**SUPPLIED RECORDS**

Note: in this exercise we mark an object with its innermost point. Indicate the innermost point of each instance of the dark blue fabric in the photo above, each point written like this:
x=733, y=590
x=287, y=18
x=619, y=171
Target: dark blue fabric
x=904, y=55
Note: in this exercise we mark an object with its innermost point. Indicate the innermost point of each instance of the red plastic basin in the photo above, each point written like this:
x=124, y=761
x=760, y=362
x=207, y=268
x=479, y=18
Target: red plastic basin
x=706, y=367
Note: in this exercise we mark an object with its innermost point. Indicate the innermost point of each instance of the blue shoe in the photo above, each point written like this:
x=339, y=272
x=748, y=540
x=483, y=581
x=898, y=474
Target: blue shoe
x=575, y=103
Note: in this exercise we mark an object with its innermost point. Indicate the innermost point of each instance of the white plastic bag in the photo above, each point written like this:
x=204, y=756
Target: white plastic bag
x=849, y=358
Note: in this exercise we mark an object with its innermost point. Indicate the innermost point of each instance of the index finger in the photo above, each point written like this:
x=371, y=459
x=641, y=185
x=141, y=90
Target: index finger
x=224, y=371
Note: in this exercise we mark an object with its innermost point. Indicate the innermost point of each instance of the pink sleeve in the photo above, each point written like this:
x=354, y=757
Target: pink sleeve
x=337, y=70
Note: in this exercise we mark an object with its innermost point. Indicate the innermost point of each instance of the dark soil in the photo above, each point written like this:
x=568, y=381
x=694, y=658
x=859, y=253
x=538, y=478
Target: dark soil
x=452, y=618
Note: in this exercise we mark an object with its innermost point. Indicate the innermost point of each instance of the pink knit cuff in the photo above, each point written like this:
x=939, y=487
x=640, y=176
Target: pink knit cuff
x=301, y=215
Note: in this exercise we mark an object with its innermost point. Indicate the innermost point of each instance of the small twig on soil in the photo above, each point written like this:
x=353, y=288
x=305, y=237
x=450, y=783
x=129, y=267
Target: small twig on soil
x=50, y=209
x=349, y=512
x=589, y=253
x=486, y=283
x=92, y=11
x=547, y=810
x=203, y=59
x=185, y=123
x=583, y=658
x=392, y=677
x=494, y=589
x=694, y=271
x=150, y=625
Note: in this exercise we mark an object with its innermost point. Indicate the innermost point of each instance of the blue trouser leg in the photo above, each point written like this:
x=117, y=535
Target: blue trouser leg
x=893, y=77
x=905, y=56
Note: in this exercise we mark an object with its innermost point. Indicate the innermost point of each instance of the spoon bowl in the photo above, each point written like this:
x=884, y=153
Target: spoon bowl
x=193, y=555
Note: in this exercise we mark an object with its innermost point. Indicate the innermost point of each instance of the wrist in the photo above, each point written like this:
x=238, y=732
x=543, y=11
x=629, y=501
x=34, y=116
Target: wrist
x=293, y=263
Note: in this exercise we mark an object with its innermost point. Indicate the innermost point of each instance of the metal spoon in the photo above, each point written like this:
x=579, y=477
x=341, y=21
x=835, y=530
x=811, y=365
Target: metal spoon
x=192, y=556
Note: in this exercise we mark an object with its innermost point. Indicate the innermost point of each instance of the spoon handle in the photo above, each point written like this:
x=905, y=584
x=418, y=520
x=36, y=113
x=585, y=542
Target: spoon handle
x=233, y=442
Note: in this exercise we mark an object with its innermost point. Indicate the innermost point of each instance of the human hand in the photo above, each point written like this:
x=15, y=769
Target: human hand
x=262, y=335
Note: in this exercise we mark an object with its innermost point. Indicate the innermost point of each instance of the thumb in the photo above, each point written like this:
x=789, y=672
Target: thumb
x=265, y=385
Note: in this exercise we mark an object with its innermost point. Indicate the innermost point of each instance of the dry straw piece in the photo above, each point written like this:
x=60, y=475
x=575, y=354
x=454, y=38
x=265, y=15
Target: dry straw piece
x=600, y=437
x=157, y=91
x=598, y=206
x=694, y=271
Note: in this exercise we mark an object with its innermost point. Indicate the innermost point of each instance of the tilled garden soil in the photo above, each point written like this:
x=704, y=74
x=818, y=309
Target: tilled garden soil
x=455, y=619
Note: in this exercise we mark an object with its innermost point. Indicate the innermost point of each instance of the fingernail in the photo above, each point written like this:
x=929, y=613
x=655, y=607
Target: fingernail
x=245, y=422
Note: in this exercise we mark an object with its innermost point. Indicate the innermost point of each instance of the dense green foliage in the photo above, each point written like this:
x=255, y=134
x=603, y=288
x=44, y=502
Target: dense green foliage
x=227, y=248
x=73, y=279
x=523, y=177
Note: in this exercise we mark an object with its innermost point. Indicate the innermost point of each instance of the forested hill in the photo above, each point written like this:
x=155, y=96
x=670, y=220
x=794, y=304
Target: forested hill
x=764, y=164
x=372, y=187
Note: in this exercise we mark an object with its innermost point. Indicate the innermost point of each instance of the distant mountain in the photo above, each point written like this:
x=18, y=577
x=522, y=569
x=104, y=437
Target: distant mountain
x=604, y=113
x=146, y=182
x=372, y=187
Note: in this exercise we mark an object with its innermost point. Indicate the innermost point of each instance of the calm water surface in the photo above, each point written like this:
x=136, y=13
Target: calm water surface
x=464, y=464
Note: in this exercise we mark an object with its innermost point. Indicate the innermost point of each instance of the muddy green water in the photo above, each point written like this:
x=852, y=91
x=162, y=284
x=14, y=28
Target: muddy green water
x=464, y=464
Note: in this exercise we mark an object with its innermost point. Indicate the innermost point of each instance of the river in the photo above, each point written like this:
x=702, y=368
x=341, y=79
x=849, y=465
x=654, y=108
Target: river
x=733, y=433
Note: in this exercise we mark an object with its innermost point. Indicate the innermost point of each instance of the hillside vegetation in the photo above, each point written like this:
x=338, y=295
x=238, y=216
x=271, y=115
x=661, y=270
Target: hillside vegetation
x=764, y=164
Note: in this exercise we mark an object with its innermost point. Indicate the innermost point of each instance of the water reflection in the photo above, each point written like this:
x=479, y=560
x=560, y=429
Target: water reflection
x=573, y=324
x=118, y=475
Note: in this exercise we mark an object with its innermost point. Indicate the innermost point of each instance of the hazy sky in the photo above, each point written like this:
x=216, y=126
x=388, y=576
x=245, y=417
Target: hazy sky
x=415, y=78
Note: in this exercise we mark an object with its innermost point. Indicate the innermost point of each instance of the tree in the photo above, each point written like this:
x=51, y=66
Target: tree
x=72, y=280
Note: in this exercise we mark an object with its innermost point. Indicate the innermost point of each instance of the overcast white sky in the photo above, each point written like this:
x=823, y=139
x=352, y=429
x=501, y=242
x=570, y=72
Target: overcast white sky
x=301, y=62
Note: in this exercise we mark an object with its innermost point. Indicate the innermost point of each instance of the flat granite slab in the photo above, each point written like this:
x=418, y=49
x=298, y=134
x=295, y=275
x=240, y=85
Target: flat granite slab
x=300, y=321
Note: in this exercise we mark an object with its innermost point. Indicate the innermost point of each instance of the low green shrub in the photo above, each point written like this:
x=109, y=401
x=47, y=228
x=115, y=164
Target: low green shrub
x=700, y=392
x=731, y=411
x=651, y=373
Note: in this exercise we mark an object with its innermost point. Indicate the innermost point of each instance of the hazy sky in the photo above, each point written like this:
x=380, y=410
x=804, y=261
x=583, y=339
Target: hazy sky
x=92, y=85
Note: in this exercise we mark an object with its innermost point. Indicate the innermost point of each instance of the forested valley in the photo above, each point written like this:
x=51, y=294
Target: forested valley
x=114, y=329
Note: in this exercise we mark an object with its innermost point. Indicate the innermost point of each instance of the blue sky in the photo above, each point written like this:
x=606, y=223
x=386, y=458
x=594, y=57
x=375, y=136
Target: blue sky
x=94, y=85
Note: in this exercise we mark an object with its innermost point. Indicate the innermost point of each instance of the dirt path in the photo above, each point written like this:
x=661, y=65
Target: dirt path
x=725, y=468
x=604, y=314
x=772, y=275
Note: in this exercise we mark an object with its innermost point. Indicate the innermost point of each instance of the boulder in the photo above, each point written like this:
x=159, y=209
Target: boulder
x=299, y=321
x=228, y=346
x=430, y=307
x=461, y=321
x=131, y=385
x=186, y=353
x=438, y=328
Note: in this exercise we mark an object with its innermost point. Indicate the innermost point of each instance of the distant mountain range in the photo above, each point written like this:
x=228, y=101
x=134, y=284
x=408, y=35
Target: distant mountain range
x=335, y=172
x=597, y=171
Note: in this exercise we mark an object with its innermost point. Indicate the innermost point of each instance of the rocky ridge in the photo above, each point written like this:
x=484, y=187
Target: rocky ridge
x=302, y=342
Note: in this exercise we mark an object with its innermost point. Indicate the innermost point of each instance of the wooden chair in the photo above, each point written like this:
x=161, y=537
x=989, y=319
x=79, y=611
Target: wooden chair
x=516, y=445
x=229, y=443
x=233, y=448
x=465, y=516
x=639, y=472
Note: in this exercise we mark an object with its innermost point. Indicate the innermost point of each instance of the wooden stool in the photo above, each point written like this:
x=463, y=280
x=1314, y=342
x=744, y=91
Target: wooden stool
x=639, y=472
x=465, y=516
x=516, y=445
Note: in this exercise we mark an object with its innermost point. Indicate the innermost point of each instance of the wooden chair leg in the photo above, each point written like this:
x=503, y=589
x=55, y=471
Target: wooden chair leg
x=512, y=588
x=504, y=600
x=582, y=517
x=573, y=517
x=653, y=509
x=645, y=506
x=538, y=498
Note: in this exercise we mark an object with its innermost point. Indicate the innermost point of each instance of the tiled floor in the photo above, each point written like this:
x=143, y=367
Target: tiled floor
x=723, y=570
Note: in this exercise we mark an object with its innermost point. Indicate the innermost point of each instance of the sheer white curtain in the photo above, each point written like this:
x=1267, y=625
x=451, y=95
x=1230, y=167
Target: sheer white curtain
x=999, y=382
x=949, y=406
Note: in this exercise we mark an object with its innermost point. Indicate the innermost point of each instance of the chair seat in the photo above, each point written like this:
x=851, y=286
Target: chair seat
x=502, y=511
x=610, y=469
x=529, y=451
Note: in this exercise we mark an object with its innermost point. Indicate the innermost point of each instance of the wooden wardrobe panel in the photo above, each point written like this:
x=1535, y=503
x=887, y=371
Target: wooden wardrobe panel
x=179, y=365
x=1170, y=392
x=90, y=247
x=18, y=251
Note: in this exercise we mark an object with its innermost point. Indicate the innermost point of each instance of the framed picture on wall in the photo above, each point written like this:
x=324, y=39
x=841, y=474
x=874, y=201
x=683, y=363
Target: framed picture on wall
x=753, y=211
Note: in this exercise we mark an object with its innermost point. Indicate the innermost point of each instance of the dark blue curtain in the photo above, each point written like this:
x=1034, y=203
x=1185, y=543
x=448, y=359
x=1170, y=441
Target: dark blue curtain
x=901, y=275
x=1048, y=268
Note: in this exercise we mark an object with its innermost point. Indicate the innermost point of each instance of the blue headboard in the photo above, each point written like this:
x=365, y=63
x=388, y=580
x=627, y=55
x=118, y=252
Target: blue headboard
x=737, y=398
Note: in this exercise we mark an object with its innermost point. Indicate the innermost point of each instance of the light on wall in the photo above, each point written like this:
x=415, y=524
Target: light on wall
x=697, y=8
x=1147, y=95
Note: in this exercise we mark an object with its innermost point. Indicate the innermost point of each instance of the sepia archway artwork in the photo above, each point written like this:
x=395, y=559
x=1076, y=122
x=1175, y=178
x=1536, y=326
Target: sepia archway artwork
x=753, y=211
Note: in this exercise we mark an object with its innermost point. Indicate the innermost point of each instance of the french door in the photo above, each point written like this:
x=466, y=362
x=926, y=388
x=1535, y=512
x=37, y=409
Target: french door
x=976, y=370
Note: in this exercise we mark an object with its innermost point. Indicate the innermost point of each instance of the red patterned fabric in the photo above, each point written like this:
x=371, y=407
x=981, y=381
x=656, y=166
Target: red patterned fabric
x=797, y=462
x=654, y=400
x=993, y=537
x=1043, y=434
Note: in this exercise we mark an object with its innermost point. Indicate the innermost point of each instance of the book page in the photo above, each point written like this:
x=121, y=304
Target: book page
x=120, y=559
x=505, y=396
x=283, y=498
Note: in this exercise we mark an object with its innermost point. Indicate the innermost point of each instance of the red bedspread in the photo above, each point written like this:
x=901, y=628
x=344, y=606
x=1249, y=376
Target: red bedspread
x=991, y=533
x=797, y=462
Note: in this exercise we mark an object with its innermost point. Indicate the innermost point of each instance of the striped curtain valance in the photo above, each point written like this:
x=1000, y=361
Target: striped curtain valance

**JOB**
Take the material between the lines holding "chair leg in" and "x=18, y=251", inclusive, and change every "wooden" to "oak". Return only those lines, with everything else left as it is.

**RESPONSE TO THE TASK**
Note: in this exercise we mark an object with its innermost point. Indicate the innermost point of each instance of the oak chair leg in the photo above, each point written like this:
x=503, y=589
x=55, y=471
Target: oak chair leg
x=512, y=588
x=504, y=600
x=582, y=517
x=573, y=517
x=653, y=509
x=645, y=506
x=538, y=498
Note: in this exercise we mark an object with its innermost point. Indicate the innermost point of each instance of the tiled floor in the photo above, each point written like this:
x=143, y=367
Target: tiled floor
x=723, y=570
Note: in this exercise we mark an object with its innermost point. Indicate the innermost point of each instance of the sheer white curtain in the photo above, each point written like this:
x=1267, y=625
x=451, y=95
x=1230, y=167
Target: sheer white curtain
x=999, y=382
x=949, y=406
Note: in this exercise we mark an object with its innermost point. Indicate the innermost point of each instance of the chair seat in the photo above, each point written like this:
x=851, y=286
Target: chair seat
x=502, y=511
x=610, y=469
x=529, y=451
Note: in this exercise we mark an object with its innermost point. Indicate the innermost point of each instance of the oak wardrobe panel in the photo above, each point written like this:
x=1535, y=503
x=887, y=371
Target: oak wardrobe panel
x=179, y=365
x=1170, y=392
x=90, y=247
x=18, y=251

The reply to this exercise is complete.